___ Page excerpt

The cardiac electrophysiology research group has been consistently presenting and reviewing studies for national and international meetings including American Heart Association, Canadian Cardiovascular Congress, and the Heart Rhythm Society.
Its research has allowed Southlake to become a leader in Ontario, Canada, and beyond, in performing breakthrough procedures to treat cardiac patients
Southlake's interventional cardiology team has participated in 22 multi-centre trials, including evaluations of new drugs and devices, and comparisons of different revascularization and reperfusion strategies (ways to restore blood flow to the heart following a heart attack or stroke).
It was one of the top enrollers in a trial that changed the international guidelines for the treatment of ST-elevation MI (a type of heart attack). A Southlake physician was the lead author in an article on the study that was published in the New England Journal of Medicine in 2009.
Southlake was one of only two sites in North America to participate in a trial comparing pre-hospital fibrinolysis (i.e. paramedics administering therapy to prevent blood clots from forming) with primary PCI (i.e. coronary angioplasty done at the hospital).
The interventional cardiology team has published several articles, some from studies done only at Southlake, others done in collaboration with other centres.

______
___ Provided records

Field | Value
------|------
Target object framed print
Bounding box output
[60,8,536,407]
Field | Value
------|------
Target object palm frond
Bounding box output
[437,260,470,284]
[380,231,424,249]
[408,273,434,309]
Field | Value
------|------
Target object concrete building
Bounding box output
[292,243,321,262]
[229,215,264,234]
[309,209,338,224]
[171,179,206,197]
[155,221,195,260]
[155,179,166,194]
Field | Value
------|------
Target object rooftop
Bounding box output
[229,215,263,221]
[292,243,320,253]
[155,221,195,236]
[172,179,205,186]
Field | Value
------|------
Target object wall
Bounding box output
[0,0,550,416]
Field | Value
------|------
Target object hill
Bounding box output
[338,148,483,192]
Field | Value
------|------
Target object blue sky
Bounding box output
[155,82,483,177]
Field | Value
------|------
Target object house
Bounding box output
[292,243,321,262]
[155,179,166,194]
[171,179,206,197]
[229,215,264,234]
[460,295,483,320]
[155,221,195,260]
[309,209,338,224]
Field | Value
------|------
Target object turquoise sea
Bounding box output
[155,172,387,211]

______

**Exercise set**
a: Answer these questions about the Southlake research text:
(i) How many multi-centre trials has Southlake's interventional cardiology team taken part in?
(ii) In which journal and in what year was the article by a Southlake physician published?
(iii) Which three meetings are named for the cardiac electrophysiology research group?
b: Rewrite the stretch of the Southlake research text from "Its research has" through "attack or stroke).", replacing "multi-centre trials" with "multicenter studies".
Base every answer on the Southlake research text alone.

**Outputs by task**
a:
(i) 22
(ii) The New England Journal of Medicine, in 2009
(iii) American Heart Association, Canadian Cardiovascular Congress, and the Heart Rhythm Society

b:
Its research has allowed Southlake to become a leader in Ontario, Canada, and beyond, in performing breakthrough procedures to treat cardiac patients
Southlake's interventional cardiology team has participated in 22 multicenter studies, including evaluations of new drugs and devices, and comparisons of different revascularization and reperfusion strategies (ways to restore blood flow to the heart following a heart attack or stroke).